▸ **GIVEN PASSAGE**
◆ ◆ ◆ ◆

Blogging will be light over the next week while I and many colleagues descend upon the city of New Orleans for the International Studies Association Annual Conference – or, as I explained cheekily to my students yesterday, the “Olympic Games of IR geekdom” – a gathering where scholars from different schools of thought and methodological perspectives contend for the limelight, pitted against one another through the force of sheer intellect and passion for the study of world politics.

Upon further thought however, this probably ranks among the worst metaphors I’ve ever employed, for if there are any international relations scholars as megalomaniacal about their craft as are the athletes skating and boarding and luging their way toward gold up in BC, there is certainly no one in the academy cheering them on to such excess the way NBC has done the past few days.

◆ ◆ ◆ ◆

▸ **REQUESTS**
• a. According to the blog post about the conference, in which city is the International Studies Association Annual Conference being held?
• b. Write a continuation of the blog post about the conference trip, starting after its last sentence.
The rows that come next are separate material and have no connection to the blog post above.

▸ **DATA PROVIDED**
◆ ◆ ◆ ◆

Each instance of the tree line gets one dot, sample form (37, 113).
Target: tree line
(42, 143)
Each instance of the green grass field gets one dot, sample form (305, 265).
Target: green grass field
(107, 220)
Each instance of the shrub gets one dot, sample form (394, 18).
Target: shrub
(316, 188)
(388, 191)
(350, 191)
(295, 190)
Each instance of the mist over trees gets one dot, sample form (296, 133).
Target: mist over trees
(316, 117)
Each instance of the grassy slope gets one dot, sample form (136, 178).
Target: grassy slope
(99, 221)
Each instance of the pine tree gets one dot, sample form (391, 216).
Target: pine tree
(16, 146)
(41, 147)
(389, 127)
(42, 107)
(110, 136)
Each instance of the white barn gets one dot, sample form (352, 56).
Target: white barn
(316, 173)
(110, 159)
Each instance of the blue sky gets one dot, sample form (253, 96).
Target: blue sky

◆ ◆ ◆ ◆

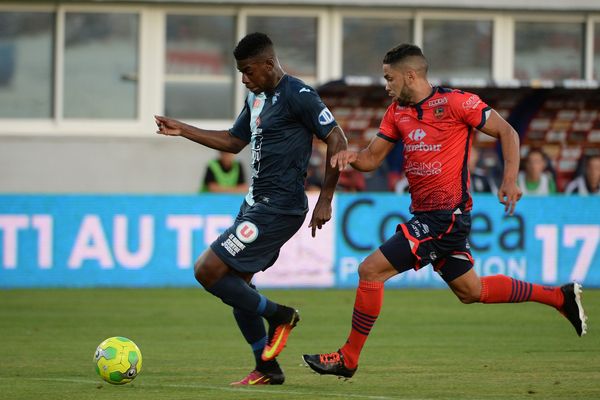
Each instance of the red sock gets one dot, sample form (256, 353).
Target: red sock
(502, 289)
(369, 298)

◆ ◆ ◆ ◆

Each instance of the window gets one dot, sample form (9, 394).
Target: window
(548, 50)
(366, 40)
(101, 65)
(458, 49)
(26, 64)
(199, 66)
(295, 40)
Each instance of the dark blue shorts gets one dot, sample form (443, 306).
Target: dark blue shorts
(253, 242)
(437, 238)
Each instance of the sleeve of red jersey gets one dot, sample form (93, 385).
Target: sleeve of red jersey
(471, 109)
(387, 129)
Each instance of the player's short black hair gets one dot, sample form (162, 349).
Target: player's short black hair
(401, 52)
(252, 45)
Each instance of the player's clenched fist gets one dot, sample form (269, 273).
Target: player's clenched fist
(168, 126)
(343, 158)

◆ ◆ ◆ ◆

▸ **TASK ANSWERS**
• a. New Orleans.

• b.
Consider the coverage pair-skating competition, which I watched night before last before departing. So maybe it’s a sign of devotion to their careers that gold-winning pair-skaters Shen Zue and Zhao Hongbo had to forego normal married life to live out of separate dorm rooms as they traveled to competitions; and that sweethearts on separate pairs of the US figure-skating team spent Valentine’s Day competing against one another on the ice; and that pair skater Yuko Kvaguti gave up her Japanese citizenship to pursue her Olympic dream. But valorizing the fact that Yao Bin, coach of the winning Chinese team, devoted his life to coaching a gold-medal winning team to the exclusion of being present for his son’s birth and childhood? (Because of his travel schedule, his wife named the child “Far Away” in Chinese.) I read such tales as signs of the dreadful interpersonal imbalance inflicted upon athletes and their families by the vissitudes of Olympic culture, but to sports commentators, these stories apparently signify Olympian credentials and global greatness.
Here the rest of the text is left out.